__EXERCISE AIM__. Count the lines below that carry the word "panel". Answer with that number alone.

__GIVEN DATA__.

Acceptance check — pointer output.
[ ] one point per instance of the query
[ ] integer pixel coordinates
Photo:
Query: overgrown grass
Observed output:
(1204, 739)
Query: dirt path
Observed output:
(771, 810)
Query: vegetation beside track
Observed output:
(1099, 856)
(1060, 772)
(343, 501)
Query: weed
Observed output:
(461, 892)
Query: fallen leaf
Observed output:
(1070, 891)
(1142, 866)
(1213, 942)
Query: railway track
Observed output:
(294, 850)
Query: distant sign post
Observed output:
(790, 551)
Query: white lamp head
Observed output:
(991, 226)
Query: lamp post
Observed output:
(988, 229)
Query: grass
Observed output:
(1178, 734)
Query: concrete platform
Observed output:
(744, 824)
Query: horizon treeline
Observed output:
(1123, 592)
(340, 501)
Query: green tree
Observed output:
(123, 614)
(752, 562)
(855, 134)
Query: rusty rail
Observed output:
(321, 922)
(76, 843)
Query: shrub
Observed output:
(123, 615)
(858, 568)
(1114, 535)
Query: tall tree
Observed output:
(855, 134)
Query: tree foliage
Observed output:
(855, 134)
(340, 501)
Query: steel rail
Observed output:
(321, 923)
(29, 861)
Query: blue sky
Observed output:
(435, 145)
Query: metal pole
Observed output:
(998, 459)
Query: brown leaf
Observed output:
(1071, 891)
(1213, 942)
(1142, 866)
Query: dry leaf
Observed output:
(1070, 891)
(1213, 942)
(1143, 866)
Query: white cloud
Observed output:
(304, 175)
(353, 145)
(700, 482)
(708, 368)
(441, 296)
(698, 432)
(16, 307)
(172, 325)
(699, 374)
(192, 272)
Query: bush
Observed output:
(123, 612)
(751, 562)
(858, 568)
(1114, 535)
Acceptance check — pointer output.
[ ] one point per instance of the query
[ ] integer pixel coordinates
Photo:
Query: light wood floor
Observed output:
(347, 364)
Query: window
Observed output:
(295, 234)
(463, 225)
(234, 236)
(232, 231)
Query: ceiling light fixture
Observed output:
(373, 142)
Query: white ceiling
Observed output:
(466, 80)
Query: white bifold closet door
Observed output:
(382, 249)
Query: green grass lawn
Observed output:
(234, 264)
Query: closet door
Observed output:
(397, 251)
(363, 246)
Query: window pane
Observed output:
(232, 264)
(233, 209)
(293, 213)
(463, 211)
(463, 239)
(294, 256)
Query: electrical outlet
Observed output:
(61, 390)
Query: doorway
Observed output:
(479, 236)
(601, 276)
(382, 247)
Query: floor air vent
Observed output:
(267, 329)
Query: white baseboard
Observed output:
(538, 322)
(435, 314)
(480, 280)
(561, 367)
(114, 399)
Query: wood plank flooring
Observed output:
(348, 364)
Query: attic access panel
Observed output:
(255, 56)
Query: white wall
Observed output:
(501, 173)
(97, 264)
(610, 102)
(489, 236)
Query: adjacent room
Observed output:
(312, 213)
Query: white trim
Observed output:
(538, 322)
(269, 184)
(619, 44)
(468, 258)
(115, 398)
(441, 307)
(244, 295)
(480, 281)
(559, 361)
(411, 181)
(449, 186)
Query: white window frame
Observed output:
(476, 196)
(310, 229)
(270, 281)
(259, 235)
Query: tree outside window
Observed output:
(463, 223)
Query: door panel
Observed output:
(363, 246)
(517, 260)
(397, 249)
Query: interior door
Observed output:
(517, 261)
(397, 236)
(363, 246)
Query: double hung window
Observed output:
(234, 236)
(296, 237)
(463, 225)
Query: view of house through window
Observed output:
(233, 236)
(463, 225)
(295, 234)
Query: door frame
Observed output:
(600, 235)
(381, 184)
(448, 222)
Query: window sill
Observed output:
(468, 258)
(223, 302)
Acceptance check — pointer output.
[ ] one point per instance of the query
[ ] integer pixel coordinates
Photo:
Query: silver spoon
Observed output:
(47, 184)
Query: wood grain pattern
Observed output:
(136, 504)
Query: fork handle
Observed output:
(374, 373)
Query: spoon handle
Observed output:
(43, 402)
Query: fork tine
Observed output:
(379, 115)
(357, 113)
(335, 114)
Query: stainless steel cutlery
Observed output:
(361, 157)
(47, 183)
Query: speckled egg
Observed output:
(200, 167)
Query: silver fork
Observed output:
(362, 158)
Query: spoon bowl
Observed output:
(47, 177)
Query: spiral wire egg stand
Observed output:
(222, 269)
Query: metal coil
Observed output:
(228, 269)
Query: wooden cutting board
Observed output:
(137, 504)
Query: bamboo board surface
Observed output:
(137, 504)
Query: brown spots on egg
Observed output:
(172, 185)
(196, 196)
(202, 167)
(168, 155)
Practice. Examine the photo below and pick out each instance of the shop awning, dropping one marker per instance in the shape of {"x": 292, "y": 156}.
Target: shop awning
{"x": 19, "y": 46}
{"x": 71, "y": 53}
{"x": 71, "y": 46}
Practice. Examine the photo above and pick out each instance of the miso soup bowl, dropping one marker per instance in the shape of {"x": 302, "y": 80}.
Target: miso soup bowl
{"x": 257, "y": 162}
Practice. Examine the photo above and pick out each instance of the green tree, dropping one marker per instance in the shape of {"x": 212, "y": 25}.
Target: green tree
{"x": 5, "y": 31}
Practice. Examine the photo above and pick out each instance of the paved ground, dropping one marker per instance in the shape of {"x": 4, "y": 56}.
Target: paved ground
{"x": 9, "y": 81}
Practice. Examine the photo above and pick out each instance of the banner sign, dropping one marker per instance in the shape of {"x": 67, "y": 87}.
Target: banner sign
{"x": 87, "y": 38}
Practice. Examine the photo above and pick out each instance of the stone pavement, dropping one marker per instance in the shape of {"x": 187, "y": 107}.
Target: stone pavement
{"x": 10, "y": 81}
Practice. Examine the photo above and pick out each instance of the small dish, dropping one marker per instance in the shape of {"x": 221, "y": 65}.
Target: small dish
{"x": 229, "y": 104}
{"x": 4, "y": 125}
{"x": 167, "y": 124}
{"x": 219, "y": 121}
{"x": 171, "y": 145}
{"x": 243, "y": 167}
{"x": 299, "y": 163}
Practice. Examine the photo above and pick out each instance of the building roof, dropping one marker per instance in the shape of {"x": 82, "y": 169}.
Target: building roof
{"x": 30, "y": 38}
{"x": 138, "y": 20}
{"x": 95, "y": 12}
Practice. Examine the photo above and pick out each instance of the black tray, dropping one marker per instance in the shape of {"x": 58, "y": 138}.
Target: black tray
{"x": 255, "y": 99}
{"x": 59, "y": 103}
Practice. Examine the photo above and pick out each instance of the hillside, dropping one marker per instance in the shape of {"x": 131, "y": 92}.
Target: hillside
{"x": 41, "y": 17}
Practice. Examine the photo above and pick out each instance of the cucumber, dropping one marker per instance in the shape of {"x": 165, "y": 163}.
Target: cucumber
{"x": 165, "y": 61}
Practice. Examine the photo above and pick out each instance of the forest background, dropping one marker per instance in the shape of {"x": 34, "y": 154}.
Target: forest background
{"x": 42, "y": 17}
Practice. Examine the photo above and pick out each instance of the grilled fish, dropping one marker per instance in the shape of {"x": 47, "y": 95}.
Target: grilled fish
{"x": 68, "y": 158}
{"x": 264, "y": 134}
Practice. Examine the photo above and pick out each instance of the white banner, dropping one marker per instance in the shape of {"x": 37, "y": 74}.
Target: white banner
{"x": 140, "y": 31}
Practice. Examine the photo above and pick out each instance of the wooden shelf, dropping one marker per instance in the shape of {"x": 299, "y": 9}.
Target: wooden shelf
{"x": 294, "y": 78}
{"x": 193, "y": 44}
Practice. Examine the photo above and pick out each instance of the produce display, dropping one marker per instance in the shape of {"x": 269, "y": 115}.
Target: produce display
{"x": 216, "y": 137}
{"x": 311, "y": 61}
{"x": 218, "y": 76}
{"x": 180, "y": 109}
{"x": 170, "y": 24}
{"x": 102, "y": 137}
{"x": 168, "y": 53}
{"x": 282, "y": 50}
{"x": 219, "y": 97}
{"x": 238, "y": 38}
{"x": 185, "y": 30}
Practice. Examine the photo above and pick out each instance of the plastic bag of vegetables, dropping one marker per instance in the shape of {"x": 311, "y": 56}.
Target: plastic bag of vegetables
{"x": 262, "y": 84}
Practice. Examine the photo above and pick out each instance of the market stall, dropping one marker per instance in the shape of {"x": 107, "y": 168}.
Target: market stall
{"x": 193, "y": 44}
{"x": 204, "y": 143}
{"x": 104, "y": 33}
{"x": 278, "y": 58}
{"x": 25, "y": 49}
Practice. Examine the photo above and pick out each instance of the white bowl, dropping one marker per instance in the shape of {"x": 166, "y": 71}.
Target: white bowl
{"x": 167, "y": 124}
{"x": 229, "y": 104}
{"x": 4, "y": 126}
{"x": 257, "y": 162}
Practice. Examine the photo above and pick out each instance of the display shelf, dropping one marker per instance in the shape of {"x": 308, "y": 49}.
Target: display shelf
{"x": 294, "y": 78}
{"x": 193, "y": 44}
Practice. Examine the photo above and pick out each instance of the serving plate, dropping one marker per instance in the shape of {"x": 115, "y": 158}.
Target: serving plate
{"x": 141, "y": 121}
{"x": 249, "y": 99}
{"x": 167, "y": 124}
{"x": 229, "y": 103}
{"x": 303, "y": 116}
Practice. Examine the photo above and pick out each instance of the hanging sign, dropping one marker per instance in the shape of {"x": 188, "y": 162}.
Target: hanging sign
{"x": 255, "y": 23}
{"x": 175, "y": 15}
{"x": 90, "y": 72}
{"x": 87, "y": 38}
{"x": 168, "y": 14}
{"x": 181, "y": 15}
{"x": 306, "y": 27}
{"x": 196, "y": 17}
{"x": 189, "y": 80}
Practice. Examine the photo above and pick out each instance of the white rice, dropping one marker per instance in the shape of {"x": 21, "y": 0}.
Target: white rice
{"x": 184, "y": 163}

__OUTPUT OF THE EXERCISE__. 2